» RECORD EXCERPTS:
╭──

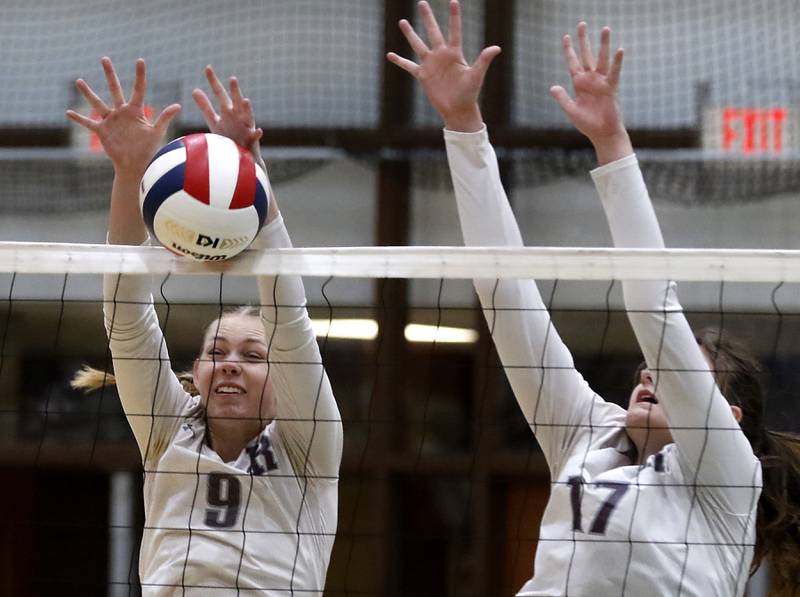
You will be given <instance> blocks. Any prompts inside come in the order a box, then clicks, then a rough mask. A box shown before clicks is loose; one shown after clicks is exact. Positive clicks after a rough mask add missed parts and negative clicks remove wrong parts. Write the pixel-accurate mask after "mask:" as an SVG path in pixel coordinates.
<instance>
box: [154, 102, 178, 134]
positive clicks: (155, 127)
mask: <svg viewBox="0 0 800 597" xmlns="http://www.w3.org/2000/svg"><path fill="white" fill-rule="evenodd" d="M180 111H181V106H180V104H171V105H169V106H167V107H166V108H164V109H163V110H161V114H159V115H158V118H156V121H155V122H154V123H153V128H155V129H156V130H158V131H159V132H164V131H166V130H167V127H168V126H169V123H170V122H172V119H173V118H175V117H176V116H177V115H178V112H180Z"/></svg>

╰──

» EXERCISE REQUIREMENTS:
Type the listing out again word for word, passing over each picture.

» ANSWER SECTION:
You will be given <instance> blocks. Any prompts inside come in the order a box, then clicks, then a rough mask. A box shown before clicks is loose; one shown after clicks is exact. Positive clicks after a rough mask add missed parts and negative clicks remove wrong parts. Write the pixel-accurate mask after "mask:" as an SVG path in pixel coordinates.
<instance>
box: [154, 102, 178, 134]
positive clicks: (155, 127)
mask: <svg viewBox="0 0 800 597" xmlns="http://www.w3.org/2000/svg"><path fill="white" fill-rule="evenodd" d="M180 111H181V106H180V104H171V105H169V106H167V107H166V108H164V109H163V110H161V114H159V115H158V118H156V121H155V122H154V123H153V128H155V129H156V130H158V131H159V132H164V131H166V130H167V127H168V126H169V123H170V122H172V119H173V118H175V117H176V116H177V115H178V112H180Z"/></svg>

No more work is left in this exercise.